◆ **Input data**:

####################

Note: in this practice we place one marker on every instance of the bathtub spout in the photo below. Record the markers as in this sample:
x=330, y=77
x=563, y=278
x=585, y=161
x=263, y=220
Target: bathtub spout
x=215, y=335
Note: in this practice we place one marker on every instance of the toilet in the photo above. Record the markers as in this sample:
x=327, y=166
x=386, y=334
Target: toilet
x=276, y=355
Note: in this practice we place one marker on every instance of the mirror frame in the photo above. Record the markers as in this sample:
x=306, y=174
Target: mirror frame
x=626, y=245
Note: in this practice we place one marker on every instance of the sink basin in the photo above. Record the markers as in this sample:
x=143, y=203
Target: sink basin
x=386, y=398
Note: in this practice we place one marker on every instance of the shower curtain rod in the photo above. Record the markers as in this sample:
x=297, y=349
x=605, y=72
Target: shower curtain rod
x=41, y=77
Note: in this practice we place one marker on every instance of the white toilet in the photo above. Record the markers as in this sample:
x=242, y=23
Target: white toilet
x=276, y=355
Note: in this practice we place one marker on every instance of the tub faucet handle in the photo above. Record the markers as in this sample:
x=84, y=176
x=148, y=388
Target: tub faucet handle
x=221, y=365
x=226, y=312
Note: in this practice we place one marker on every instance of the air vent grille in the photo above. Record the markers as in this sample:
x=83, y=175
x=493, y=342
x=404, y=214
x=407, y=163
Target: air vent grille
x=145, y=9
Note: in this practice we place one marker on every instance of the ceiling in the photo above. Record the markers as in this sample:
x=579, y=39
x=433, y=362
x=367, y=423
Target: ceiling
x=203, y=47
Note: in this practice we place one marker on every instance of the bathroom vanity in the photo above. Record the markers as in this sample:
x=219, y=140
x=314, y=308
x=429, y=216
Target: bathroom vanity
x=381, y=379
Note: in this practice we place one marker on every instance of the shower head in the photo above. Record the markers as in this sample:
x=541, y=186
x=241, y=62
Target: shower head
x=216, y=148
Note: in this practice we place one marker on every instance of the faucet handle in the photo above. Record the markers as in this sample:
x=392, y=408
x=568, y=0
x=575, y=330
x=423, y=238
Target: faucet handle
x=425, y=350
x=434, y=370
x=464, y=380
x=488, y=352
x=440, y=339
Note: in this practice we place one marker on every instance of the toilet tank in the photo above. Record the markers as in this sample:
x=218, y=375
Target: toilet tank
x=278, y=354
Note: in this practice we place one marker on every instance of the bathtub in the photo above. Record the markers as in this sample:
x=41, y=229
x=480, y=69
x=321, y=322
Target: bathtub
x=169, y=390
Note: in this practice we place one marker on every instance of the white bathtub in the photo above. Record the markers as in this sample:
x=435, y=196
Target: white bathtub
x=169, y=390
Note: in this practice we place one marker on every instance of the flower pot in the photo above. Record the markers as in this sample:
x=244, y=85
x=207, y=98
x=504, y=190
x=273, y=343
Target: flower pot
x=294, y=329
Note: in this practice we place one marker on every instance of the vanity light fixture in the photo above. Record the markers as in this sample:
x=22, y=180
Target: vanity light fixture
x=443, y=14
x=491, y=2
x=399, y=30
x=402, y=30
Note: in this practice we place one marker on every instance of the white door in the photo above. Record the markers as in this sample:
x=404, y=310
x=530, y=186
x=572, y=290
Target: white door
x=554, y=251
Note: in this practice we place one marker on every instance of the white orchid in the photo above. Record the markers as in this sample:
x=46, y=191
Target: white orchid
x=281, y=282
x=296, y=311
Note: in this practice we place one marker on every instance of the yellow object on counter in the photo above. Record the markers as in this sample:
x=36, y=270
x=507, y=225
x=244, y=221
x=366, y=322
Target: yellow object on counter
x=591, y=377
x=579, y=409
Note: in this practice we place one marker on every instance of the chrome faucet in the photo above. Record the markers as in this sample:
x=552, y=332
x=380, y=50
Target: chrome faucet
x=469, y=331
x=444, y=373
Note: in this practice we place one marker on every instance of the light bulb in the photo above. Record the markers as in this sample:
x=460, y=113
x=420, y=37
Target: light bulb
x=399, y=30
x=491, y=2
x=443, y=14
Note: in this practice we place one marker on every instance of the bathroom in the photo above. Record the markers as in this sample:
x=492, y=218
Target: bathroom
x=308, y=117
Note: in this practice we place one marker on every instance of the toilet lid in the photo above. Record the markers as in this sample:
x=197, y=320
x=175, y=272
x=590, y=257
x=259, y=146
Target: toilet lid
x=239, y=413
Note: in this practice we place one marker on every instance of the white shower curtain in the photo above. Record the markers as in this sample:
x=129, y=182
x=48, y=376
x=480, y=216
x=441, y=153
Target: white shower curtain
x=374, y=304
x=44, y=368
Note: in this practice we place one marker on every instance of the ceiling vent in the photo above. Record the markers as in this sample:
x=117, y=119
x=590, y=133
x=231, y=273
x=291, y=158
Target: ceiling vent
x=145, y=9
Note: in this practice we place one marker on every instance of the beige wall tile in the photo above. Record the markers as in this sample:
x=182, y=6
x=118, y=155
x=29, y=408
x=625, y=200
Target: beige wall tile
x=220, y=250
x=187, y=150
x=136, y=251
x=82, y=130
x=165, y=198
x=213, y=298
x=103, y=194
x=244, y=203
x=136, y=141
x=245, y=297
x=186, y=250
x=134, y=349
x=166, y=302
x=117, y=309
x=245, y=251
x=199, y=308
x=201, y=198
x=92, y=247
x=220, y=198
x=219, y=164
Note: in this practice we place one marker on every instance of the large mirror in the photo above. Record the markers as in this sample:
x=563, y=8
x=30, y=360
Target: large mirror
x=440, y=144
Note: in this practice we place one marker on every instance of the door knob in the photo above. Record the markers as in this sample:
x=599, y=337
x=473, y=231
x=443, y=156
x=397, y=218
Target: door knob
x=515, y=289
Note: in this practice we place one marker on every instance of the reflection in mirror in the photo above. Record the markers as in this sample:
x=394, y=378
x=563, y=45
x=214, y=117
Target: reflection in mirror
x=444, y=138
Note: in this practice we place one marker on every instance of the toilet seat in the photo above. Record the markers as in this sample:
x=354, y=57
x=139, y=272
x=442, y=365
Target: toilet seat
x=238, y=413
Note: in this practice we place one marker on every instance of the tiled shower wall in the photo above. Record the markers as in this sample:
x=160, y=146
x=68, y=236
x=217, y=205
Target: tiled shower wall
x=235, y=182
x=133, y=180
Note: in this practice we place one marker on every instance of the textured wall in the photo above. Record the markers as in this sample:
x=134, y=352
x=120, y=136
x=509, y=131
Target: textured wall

####################

◆ **What to produce**: Hand back the whole listing, exactly as it is.

◆ **Written response**:
Note: in this practice we place one marker on every instance of the bathtub spout in the photo below. Record the markers as in this sample:
x=330, y=77
x=563, y=278
x=585, y=161
x=263, y=220
Target: bathtub spout
x=215, y=335
Note: in this practice we place one marker on every instance of the toilet in the photo above. Record the markers as in this sample:
x=327, y=166
x=386, y=334
Target: toilet
x=276, y=355
Note: in this practice we place one marker on every instance of the mirror frame in the photo above. Record the markers as in this sample:
x=306, y=174
Target: mirror frame
x=626, y=245
Note: in this practice we place one marker on every instance of the sink basin in the photo above. Record the markers as in this sample:
x=143, y=203
Target: sink basin
x=386, y=398
Note: in this practice we place one marker on every instance of the shower curtain rod in the photo above. Record the markers as in this sample:
x=297, y=349
x=605, y=72
Target: shower curtain rod
x=41, y=77
Note: in this practice we place one marker on every instance of the white toilet in the photo above. Record the markers as in this sample:
x=242, y=23
Target: white toilet
x=276, y=355
Note: in this practice we place one marker on every instance of the tub faucet handle in the photo above. Record the markers as in this sample:
x=84, y=176
x=148, y=388
Target: tub faucet handle
x=221, y=365
x=226, y=312
Note: in this practice we place one marker on every instance of the air vent grille in the photo above. Record the markers as in this sample:
x=83, y=175
x=493, y=342
x=404, y=214
x=407, y=163
Target: air vent grille
x=145, y=9
Note: in this practice we place one marker on every instance of the ceiling in the photo above. Record the markers as in this sample:
x=579, y=39
x=433, y=362
x=367, y=423
Target: ceiling
x=203, y=47
Note: in this practice we place one marker on every instance of the bathroom vanity in the photo above. Record the markers as in this sample:
x=219, y=140
x=314, y=308
x=429, y=216
Target: bathroom vanity
x=381, y=379
Note: in this practice we place one marker on every instance of the shower head in the photo above. Record the markers as in this sample:
x=541, y=186
x=241, y=62
Target: shower head
x=216, y=148
Note: in this practice we place one marker on every instance of the faucet handle in the photo above. Record the markers as in this sample:
x=392, y=408
x=568, y=0
x=575, y=330
x=423, y=238
Target: faucet handle
x=425, y=350
x=434, y=370
x=464, y=380
x=488, y=352
x=440, y=339
Note: in this practice we place one marker on every instance of the toilet tank in the photo above. Record the markers as in this sample:
x=218, y=375
Target: toilet tank
x=278, y=354
Note: in this practice we place one marker on every instance of the bathtub in the photo above. Record the markers as in this sample:
x=41, y=229
x=480, y=69
x=321, y=322
Target: bathtub
x=169, y=390
Note: in this practice we place one marker on every instance of the white bathtub in the photo above. Record the markers as in this sample:
x=435, y=196
Target: white bathtub
x=169, y=390
Note: in this practice we place one marker on every instance of the flower pot in the photo above. Record the markers as in this sample:
x=244, y=85
x=207, y=98
x=504, y=190
x=273, y=343
Target: flower pot
x=294, y=329
Note: in this practice we place one marker on every instance of the vanity light fixture in the photo above. Record the markers as in this sample:
x=22, y=180
Target: vanity light fixture
x=443, y=14
x=491, y=2
x=399, y=30
x=402, y=30
Note: in this practice we place one marker on every instance of the white door in the photo above. Record the markers as in this sample:
x=404, y=310
x=530, y=186
x=572, y=290
Target: white door
x=554, y=251
Note: in this practice we place one marker on every instance of the white orchid in the photo above. Record the markers as in this sample:
x=46, y=191
Target: white orchid
x=281, y=282
x=296, y=311
Note: in this practice we place one marker on every instance of the yellow object on counter in the photo above. Record the markers as in this sample:
x=36, y=270
x=507, y=225
x=244, y=221
x=366, y=322
Target: yellow object on counter
x=591, y=377
x=579, y=409
Note: in this practice we place one marker on every instance of the chrome faucet in the photo above. Record the markers as in this sample:
x=552, y=332
x=380, y=50
Target: chrome faucet
x=469, y=331
x=444, y=373
Note: in this practice we place one marker on every instance of the light bulb in the photo above. Record the markers as in this sample:
x=460, y=113
x=420, y=37
Target: light bulb
x=399, y=30
x=491, y=2
x=443, y=14
Note: in this practice we place one marker on every instance of the bathroom in the photo above. Record the markers as in this sample:
x=492, y=218
Target: bathroom
x=308, y=117
Note: in this practice we place one marker on every instance of the toilet lid in the photo above. Record the markers as in this sample:
x=197, y=320
x=175, y=272
x=590, y=257
x=259, y=146
Target: toilet lid
x=239, y=413
Note: in this practice we place one marker on every instance of the white shower curtain in the photo above. Record the markers as in this sample:
x=129, y=182
x=48, y=376
x=480, y=216
x=441, y=153
Target: white shower curtain
x=374, y=304
x=44, y=368
Note: in this practice we place one marker on every instance of the ceiling vent in the photo above. Record the markers as in this sample:
x=117, y=119
x=590, y=133
x=231, y=273
x=291, y=158
Target: ceiling vent
x=145, y=9
Note: in this practice we place one marker on every instance of the beige wall tile in the photo above. Record the markers as in this sample:
x=182, y=6
x=118, y=155
x=29, y=408
x=625, y=200
Target: beige wall tile
x=220, y=250
x=187, y=150
x=136, y=251
x=82, y=130
x=165, y=198
x=213, y=298
x=103, y=194
x=244, y=203
x=136, y=141
x=245, y=297
x=186, y=250
x=134, y=349
x=166, y=302
x=117, y=309
x=245, y=251
x=199, y=308
x=201, y=198
x=92, y=247
x=220, y=198
x=219, y=164
Note: in this practice we place one marker on every instance of the large mirror in the photo above. Record the markers as in this sample:
x=563, y=8
x=30, y=360
Target: large mirror
x=440, y=144
Note: in this practice we place one marker on every instance of the door knob in the photo above. Record the markers as in this sample:
x=599, y=337
x=473, y=231
x=443, y=156
x=397, y=218
Target: door knob
x=515, y=289
Note: in this practice we place one marker on every instance of the reflection in mirror in the photo above. Record the markers as in this sample:
x=394, y=378
x=563, y=45
x=214, y=117
Target: reflection in mirror
x=444, y=138
Note: in this practice we place one marker on every instance of the toilet seat in the photo above. Record the markers as in this sample:
x=354, y=57
x=139, y=272
x=442, y=365
Target: toilet seat
x=238, y=413
Note: in this practice we place one marker on every instance of the tiled shower wall in the photo above. Record the markers as in this sample:
x=160, y=146
x=68, y=236
x=217, y=205
Target: tiled shower wall
x=235, y=182
x=133, y=180
Note: in this practice we place one marker on every instance of the textured wall in the photo above. Record the markers as in this sample:
x=134, y=352
x=120, y=136
x=509, y=131
Target: textured wall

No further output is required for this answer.